Copy out every line of the listing below, not only the point coordinates, and shift each coordinate number by adding -16 to it. Leave the pictures out of your copy.

:: EXERCISE MATERIALS

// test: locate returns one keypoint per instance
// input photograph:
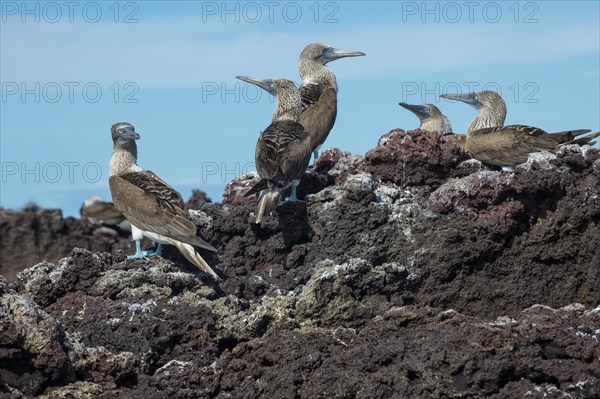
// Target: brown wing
(570, 136)
(152, 205)
(506, 147)
(319, 113)
(283, 152)
(101, 211)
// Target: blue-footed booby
(507, 146)
(319, 91)
(490, 106)
(155, 209)
(433, 120)
(491, 110)
(283, 149)
(102, 212)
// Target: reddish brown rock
(413, 158)
(456, 281)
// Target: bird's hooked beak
(468, 98)
(332, 54)
(127, 134)
(421, 111)
(265, 84)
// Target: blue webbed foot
(156, 252)
(293, 197)
(315, 155)
(139, 254)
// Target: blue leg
(157, 251)
(293, 196)
(139, 254)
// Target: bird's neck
(488, 117)
(124, 159)
(289, 107)
(312, 72)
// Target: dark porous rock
(412, 158)
(409, 273)
(238, 187)
(33, 349)
(197, 200)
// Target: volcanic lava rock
(401, 274)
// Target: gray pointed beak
(128, 135)
(468, 98)
(421, 111)
(265, 84)
(332, 54)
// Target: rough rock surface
(400, 275)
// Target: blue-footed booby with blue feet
(155, 209)
(283, 149)
(319, 91)
(491, 110)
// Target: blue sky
(69, 70)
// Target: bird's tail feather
(567, 136)
(190, 254)
(267, 202)
(585, 139)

::::

_ANSWER FOR THIS EXERCISE_
// test: locate returns one keypoint per instance
// input photograph:
// Target: brown wing
(554, 120)
(136, 189)
(490, 131)
(303, 97)
(267, 136)
(85, 195)
// Target: blue-footed booby
(491, 130)
(303, 75)
(474, 90)
(139, 193)
(417, 104)
(475, 94)
(267, 133)
(86, 196)
// Target: reddish brown rock
(397, 142)
(440, 265)
// Target: bird's hooked beak
(452, 82)
(316, 38)
(111, 118)
(405, 95)
(249, 68)
// Target: blue webbed foot
(140, 236)
(277, 181)
(299, 139)
(123, 238)
// Target: blue leg
(141, 235)
(277, 180)
(123, 238)
// Target: bird's neck
(472, 101)
(108, 143)
(273, 91)
(296, 56)
// Target: dark porous rock
(396, 142)
(393, 257)
(222, 171)
(17, 333)
(181, 184)
// Target: volcanic lava rock
(385, 258)
// Target: gray pointed beak
(112, 119)
(452, 82)
(405, 95)
(249, 68)
(316, 38)
// Target: rough rock surface
(384, 259)
// Target: blue-footed booby with blue feet
(139, 193)
(267, 133)
(303, 75)
(475, 94)
// Target: blue sky
(53, 54)
// Target: bird's tail feather
(551, 120)
(174, 238)
(251, 186)
(569, 123)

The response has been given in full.